START Dataset content

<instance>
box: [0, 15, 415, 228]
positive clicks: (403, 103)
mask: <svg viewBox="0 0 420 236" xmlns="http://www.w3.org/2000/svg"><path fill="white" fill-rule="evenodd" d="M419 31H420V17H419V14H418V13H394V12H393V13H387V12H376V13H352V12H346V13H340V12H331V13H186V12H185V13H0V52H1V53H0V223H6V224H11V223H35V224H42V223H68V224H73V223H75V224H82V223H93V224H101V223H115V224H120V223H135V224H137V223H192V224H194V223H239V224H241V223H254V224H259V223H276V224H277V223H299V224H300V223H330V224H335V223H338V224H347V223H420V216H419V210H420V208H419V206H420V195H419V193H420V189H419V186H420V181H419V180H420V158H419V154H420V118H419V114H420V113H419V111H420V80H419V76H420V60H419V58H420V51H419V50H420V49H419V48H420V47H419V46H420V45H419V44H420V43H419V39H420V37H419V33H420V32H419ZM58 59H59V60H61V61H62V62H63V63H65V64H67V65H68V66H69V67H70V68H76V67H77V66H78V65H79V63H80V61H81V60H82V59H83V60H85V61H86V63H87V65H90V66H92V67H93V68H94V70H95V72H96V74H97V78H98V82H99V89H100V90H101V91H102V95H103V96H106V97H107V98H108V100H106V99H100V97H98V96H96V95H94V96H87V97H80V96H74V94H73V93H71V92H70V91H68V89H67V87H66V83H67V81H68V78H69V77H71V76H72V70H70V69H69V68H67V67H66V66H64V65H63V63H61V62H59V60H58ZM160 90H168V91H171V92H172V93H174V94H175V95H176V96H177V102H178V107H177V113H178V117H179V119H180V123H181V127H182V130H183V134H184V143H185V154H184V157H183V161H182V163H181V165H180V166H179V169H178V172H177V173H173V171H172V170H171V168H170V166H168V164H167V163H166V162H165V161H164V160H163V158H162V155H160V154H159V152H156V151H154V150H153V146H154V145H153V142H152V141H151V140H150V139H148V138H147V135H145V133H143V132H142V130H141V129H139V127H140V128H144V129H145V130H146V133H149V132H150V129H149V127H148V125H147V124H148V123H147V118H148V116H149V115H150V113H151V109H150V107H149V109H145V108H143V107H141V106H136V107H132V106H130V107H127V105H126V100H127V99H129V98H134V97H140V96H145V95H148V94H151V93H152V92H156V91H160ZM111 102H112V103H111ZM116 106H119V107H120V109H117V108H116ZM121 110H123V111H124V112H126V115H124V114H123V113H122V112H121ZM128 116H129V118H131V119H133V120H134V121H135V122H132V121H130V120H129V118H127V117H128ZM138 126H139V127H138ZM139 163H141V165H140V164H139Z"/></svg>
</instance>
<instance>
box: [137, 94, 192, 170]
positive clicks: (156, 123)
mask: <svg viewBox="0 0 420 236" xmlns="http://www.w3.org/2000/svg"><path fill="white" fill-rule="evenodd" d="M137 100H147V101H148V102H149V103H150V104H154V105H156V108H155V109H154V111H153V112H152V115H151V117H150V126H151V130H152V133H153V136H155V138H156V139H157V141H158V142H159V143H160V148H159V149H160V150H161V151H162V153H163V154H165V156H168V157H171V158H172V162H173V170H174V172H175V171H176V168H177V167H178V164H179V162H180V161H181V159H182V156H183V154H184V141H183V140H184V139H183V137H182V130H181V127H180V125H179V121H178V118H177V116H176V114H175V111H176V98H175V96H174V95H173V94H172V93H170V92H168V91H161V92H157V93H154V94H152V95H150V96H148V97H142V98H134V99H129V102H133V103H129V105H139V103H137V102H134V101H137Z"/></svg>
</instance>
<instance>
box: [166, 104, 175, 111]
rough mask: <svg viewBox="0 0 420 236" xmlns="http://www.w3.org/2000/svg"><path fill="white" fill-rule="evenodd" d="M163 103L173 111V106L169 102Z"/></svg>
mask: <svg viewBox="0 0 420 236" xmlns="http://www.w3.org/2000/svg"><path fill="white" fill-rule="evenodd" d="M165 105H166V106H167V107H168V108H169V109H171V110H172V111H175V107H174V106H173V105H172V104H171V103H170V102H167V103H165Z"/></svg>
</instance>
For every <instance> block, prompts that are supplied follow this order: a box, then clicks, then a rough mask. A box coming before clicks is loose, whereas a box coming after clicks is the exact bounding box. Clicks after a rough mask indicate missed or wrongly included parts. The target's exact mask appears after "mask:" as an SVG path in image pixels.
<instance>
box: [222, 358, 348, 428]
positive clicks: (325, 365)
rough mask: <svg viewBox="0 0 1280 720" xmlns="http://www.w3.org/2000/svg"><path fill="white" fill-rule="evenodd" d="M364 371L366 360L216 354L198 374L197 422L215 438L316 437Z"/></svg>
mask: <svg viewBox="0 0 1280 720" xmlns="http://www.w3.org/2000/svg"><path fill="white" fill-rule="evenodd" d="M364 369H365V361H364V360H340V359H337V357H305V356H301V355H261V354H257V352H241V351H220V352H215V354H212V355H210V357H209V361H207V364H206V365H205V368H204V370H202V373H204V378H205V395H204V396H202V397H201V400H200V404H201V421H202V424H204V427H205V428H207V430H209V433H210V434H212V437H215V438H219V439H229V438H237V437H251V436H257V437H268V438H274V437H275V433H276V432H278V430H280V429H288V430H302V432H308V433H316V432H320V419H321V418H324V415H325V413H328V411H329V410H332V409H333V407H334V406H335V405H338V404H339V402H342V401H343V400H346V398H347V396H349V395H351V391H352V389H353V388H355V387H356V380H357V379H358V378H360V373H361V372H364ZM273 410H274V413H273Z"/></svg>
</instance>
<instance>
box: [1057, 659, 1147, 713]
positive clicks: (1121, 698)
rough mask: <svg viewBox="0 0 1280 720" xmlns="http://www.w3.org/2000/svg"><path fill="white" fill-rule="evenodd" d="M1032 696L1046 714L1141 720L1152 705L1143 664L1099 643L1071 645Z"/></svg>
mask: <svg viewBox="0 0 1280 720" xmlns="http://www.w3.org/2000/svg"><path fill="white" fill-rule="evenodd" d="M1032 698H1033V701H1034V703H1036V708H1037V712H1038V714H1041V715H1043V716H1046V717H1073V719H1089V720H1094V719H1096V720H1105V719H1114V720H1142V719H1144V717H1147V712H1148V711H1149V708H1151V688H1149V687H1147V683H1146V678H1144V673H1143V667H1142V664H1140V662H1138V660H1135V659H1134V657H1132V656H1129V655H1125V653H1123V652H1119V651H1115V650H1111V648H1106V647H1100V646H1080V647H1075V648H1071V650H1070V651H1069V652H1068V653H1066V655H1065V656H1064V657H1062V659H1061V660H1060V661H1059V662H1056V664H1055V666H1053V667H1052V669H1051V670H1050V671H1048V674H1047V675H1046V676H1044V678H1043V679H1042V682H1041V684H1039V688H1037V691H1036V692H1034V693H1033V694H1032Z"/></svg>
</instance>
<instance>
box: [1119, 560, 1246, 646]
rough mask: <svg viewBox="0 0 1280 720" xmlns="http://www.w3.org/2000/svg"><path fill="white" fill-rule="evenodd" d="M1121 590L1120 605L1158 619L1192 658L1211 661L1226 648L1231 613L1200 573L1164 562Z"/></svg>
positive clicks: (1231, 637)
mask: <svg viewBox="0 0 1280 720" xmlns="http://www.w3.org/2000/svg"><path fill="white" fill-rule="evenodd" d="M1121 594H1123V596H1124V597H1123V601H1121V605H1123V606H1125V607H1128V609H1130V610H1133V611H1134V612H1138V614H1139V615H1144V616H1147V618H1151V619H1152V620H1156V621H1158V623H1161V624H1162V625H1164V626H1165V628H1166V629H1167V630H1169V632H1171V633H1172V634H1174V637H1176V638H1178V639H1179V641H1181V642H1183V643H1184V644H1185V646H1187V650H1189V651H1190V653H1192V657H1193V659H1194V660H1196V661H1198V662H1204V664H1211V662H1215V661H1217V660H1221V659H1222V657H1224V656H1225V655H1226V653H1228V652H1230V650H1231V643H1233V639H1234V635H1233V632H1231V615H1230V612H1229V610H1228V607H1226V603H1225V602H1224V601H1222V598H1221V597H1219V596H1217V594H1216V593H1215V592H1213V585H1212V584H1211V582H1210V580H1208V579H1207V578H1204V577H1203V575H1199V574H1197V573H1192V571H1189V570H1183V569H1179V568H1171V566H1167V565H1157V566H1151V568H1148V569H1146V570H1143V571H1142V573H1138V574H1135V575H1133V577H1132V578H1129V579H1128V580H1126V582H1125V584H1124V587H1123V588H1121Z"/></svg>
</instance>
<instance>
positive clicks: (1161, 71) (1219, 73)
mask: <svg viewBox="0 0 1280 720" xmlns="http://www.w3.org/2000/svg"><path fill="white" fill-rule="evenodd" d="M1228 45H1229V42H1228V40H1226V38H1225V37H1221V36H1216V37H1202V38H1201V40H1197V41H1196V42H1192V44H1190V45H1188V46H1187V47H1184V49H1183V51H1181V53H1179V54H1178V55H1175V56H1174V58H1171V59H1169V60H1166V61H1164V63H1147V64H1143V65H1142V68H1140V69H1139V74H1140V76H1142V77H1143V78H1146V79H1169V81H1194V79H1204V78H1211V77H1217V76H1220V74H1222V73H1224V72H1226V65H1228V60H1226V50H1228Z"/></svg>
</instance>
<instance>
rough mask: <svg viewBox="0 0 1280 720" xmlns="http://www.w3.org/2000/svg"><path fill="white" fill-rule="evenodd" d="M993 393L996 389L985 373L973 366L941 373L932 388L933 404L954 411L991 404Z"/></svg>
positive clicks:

END Dataset content

**Activity**. Format the lines of the records from the very first one through the line containing "positive clicks: (403, 103)", both included, as a numbered list with any blank lines left out.

**Task response**.
1. <instance>
2. box: [0, 15, 415, 228]
3. positive clicks: (403, 103)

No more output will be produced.